• [TASK TO CARRY OUT] Where the records below reach the line containing "negative clicks: (20, 320) (214, 353)", start transcribing, and end with the line containing "264L141 285L225 347ZM228", exactly and with nothing else added.

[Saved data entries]
=======
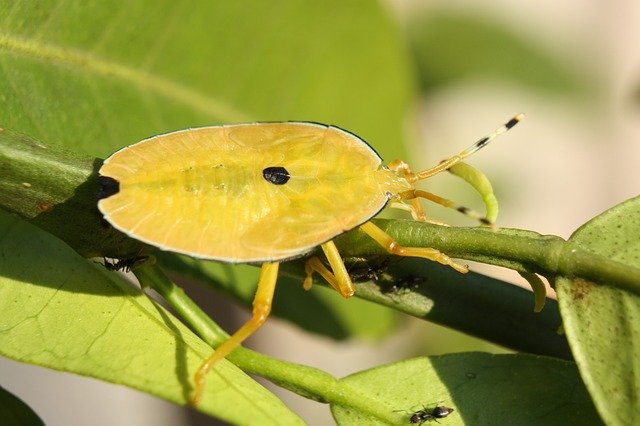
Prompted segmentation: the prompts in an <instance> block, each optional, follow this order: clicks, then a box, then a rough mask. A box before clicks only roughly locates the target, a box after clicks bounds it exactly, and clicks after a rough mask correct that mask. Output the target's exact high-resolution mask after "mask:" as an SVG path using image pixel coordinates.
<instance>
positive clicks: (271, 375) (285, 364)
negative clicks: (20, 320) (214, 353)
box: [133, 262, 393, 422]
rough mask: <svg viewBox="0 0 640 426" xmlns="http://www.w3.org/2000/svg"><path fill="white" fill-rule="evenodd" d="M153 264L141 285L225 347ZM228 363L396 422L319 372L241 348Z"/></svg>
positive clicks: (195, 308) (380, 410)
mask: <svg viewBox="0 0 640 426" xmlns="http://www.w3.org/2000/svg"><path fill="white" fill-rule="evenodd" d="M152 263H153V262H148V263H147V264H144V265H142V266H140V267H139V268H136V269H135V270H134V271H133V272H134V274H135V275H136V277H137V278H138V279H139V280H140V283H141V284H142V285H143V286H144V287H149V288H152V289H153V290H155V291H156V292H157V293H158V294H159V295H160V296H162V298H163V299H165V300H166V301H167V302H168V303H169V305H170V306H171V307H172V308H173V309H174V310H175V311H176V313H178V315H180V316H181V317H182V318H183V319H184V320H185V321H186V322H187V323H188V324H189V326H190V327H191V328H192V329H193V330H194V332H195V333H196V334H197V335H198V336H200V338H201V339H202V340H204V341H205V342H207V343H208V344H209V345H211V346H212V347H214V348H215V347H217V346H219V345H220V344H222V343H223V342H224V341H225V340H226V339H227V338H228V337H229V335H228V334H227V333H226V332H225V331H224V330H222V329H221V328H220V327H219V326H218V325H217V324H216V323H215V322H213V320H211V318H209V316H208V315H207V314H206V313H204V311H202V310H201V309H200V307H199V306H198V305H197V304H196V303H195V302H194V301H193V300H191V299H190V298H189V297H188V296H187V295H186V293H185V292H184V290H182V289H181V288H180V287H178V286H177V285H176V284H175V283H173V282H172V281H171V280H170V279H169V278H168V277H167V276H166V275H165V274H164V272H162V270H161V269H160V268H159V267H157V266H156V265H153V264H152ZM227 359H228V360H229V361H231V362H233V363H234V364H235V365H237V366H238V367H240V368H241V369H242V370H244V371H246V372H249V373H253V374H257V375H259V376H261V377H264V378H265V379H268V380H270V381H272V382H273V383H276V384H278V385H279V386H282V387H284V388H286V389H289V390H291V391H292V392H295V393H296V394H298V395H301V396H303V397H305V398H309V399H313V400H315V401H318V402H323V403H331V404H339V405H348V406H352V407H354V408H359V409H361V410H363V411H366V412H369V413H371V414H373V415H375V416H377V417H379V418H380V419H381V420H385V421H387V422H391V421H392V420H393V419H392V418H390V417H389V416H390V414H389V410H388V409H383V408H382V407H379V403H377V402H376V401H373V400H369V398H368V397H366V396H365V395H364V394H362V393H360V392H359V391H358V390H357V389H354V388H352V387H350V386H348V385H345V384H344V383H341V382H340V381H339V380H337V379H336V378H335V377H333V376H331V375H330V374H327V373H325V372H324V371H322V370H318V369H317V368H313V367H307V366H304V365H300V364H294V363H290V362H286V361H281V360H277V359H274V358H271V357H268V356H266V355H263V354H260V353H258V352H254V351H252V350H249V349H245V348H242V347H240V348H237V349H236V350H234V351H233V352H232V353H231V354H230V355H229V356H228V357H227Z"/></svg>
=======
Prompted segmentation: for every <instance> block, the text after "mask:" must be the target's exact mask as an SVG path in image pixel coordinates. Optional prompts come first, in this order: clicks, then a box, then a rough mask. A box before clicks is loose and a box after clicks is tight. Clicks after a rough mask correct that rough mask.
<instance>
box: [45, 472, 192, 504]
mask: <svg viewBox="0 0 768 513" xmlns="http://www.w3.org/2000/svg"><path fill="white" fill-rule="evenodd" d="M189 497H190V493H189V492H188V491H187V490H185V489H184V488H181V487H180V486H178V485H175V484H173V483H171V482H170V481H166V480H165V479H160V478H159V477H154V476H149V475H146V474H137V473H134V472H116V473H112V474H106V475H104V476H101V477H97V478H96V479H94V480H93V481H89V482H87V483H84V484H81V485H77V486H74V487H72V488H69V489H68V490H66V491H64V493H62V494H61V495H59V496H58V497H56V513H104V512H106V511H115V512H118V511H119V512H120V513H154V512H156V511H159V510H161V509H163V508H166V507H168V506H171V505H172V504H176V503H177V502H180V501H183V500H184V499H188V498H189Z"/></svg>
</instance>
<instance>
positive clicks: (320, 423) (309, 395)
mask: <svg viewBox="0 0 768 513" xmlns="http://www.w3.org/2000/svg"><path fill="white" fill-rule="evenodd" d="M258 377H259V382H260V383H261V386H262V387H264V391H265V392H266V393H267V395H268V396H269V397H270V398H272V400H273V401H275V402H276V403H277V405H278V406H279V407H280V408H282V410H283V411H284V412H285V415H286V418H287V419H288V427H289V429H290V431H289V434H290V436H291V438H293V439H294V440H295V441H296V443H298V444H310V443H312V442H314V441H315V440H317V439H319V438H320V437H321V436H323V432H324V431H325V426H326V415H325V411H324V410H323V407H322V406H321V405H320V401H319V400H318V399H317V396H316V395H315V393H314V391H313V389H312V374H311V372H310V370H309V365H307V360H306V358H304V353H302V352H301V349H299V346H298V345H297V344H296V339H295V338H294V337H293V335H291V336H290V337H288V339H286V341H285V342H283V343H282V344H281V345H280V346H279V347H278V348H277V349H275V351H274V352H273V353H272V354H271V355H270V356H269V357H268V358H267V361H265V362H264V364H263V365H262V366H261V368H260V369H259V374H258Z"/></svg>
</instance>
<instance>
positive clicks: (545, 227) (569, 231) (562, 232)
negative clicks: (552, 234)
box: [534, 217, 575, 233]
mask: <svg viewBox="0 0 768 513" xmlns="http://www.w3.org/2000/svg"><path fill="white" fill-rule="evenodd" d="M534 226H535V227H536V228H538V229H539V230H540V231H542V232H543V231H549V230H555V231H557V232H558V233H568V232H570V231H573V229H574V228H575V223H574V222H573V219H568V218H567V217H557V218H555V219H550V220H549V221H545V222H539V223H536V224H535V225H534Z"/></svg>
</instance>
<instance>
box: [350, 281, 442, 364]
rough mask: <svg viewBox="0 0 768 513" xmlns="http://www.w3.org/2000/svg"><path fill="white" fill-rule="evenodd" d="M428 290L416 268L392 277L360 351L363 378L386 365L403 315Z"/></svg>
=======
• [WORKED SOLUTION]
negative clicks: (20, 320) (214, 353)
box: [133, 262, 393, 422]
rough mask: <svg viewBox="0 0 640 426" xmlns="http://www.w3.org/2000/svg"><path fill="white" fill-rule="evenodd" d="M153 264L141 285L225 347ZM228 363L396 422L319 372L241 348Z"/></svg>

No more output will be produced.